Point localization data

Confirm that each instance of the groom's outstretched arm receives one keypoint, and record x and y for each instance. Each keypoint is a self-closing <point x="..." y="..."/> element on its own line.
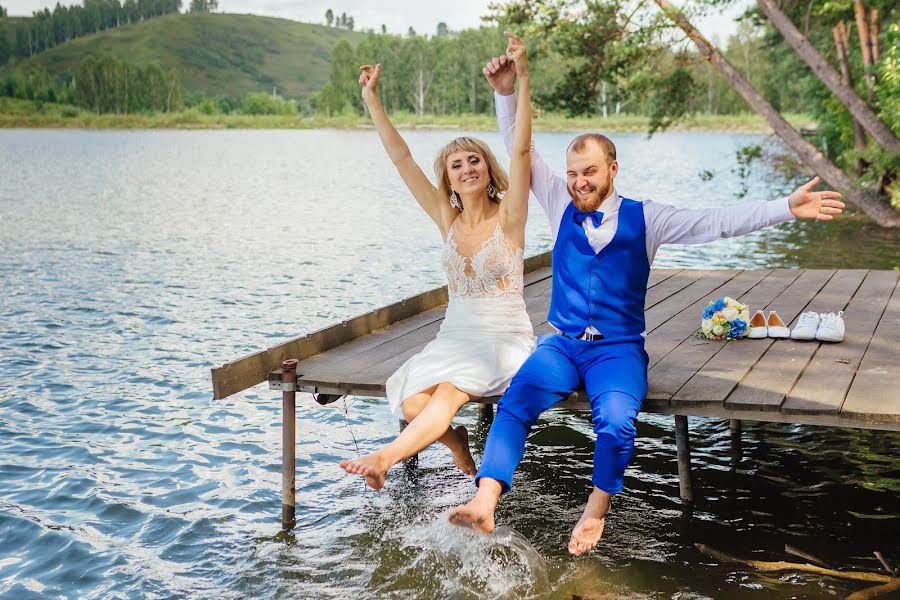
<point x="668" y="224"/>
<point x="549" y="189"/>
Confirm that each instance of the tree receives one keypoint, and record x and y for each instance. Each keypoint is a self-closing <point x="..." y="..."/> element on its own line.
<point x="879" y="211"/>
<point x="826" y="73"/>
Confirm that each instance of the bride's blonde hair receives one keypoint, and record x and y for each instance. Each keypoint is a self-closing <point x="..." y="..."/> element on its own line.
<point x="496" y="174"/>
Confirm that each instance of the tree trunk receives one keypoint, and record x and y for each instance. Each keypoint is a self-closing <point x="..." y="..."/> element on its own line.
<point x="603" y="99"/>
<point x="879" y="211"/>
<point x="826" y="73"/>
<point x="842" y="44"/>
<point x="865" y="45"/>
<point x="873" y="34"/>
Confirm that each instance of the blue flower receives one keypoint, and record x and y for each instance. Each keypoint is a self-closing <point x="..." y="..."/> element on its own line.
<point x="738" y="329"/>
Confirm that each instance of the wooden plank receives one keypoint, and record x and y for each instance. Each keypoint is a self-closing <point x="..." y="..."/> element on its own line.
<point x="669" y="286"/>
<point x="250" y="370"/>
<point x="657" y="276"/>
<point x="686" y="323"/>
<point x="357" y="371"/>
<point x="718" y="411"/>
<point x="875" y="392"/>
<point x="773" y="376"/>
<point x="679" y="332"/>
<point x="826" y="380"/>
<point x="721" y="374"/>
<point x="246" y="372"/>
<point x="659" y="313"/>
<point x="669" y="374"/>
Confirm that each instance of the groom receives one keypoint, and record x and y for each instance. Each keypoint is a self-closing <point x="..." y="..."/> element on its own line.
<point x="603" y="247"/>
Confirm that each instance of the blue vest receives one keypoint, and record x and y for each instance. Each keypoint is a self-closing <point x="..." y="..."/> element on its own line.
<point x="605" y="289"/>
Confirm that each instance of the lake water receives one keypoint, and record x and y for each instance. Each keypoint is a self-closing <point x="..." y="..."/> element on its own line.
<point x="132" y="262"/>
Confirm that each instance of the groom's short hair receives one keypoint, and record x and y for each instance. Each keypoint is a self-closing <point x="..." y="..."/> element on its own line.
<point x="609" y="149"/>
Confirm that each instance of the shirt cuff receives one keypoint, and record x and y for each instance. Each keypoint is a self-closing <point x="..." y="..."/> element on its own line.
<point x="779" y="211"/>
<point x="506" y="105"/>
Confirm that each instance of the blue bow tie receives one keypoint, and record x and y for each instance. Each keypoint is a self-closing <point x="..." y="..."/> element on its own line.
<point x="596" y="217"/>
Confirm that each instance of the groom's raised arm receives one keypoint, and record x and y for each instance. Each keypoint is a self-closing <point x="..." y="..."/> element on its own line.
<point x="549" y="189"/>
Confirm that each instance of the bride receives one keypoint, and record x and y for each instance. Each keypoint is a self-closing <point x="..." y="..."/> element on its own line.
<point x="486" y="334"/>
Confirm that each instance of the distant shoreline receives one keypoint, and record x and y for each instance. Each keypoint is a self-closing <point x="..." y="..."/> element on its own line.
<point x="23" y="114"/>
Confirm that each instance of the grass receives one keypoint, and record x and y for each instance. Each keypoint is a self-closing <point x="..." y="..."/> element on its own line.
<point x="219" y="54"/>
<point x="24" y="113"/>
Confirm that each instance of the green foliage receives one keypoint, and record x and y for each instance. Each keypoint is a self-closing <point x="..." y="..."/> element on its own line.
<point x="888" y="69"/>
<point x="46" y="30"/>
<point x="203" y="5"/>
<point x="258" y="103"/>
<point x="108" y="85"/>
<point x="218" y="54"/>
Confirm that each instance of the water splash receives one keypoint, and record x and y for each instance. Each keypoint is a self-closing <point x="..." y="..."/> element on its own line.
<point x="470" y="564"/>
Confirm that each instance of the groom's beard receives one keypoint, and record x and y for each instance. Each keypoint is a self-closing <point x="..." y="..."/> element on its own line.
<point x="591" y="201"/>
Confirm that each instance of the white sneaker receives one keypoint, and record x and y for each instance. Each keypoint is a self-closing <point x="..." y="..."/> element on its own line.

■ **WHAT YOU HAVE TO DO**
None of the pictures should appear, though every line of the data above must be reproduced exactly.

■ **TASK RESULT**
Confirm that each instance of the groom's outstretched arm receives one keypoint, and record x and y for each instance. Each keypoint is a self-closing <point x="..." y="..."/> element on its own line.
<point x="668" y="224"/>
<point x="549" y="189"/>
Confirm that each instance of the tree receives one keypoint, and record x and y for each instance. Each keypoint is a self-closing <point x="..." y="..."/> element on its own line.
<point x="879" y="211"/>
<point x="826" y="73"/>
Confirm that each instance of the bride's blonde hair receives one keypoint, and record x and y for each instance. Each keypoint is a self-closing <point x="..." y="..."/> element on its own line.
<point x="496" y="174"/>
Confirm that each instance of the tree trunk receives one keypoint, and record x and y for each instance. Each keypoint is a self-closing <point x="..." y="..."/> element on its own line.
<point x="603" y="99"/>
<point x="879" y="211"/>
<point x="826" y="73"/>
<point x="842" y="44"/>
<point x="865" y="45"/>
<point x="873" y="34"/>
Confirm that each instance of the blue flower receives one keypoint, and record x and y for each instance. Each keypoint is a self-closing <point x="..." y="..."/> element on its own line.
<point x="738" y="329"/>
Confirm that each instance of the wooden plank receives one keypoint, and record x and y for each instance. Each keypoint is a self-closing <point x="..." y="..."/> element on its own line.
<point x="669" y="286"/>
<point x="250" y="370"/>
<point x="657" y="276"/>
<point x="686" y="323"/>
<point x="357" y="371"/>
<point x="718" y="411"/>
<point x="875" y="392"/>
<point x="773" y="376"/>
<point x="679" y="332"/>
<point x="826" y="380"/>
<point x="721" y="374"/>
<point x="246" y="372"/>
<point x="659" y="313"/>
<point x="669" y="374"/>
Confirm that each instance of the groom receives one keypoint, and record x and y for each instance. Each keypoint is a self-closing <point x="..." y="..."/> element on its own line.
<point x="603" y="247"/>
Confirm that each instance of the blue vest receives one keypoint, and record x and y for each instance. Each keypoint is a self-closing <point x="..." y="..."/> element on its own line.
<point x="605" y="289"/>
Confirm that each instance of the lake water receives one keypoint, and record x and y for each instance. Each keypoint is a self-closing <point x="..." y="..."/> element on its own line.
<point x="132" y="262"/>
Confirm that each instance of the groom's short hair receives one keypoint, and record x and y for each instance. Each keypoint is a self-closing <point x="..." y="..."/> element on its own line.
<point x="609" y="149"/>
Confirm that each instance of the shirt cuff receives one keypoint, and record x and y for each instance. Each keypoint is a self-closing <point x="..." y="..."/> element on its own line.
<point x="779" y="211"/>
<point x="506" y="105"/>
Confirm that each instance of the blue bow tie receives one keypoint, and record x and y for each instance. Each keypoint is a self-closing <point x="..." y="..."/> element on its own line.
<point x="596" y="217"/>
Confirm that each instance of the groom's raised arm receives one keypoint, and record x and y for each instance. Each keypoint is a self-closing <point x="..." y="..."/> element on its own line.
<point x="549" y="189"/>
Confirm that each instance of the bride receives one keypoint, and record x and y for each instance. Each keypoint is a self-closing <point x="..." y="..."/> element on its own line.
<point x="486" y="334"/>
Confirm that each instance of the distant shoreline receives one keypoint, and record x and y for each instance. Each keypoint is a self-closing <point x="..." y="..."/> element on its own line.
<point x="23" y="114"/>
Confirm that each instance of the grass receives one keypoint, and record x and y for each instance. Each keypoint is a self-closing <point x="..." y="..."/> element on its own line.
<point x="219" y="54"/>
<point x="24" y="113"/>
Confirm that each instance of the green foliage receives one keypoint, and record x and y for each instance. Each keypoint is a self-closing <point x="..." y="..."/> element on its own line.
<point x="888" y="69"/>
<point x="46" y="30"/>
<point x="203" y="5"/>
<point x="258" y="103"/>
<point x="108" y="85"/>
<point x="218" y="54"/>
Confirm that each instance of the water splash receives one keypoint, and record x and y for each instance. Each keypoint is a self-closing <point x="..." y="..."/> element on its own line.
<point x="470" y="564"/>
Confirm that each instance of the groom's beard receives one keypoint, and record x and y for each instance. Each keypoint is a self-closing <point x="..." y="..."/> element on its own line.
<point x="591" y="201"/>
Confirm that each instance of the white sneaker receives one keypoint, and record x and y for each instance. Each keypoint is a self-closing <point x="..." y="..."/> element on its own line.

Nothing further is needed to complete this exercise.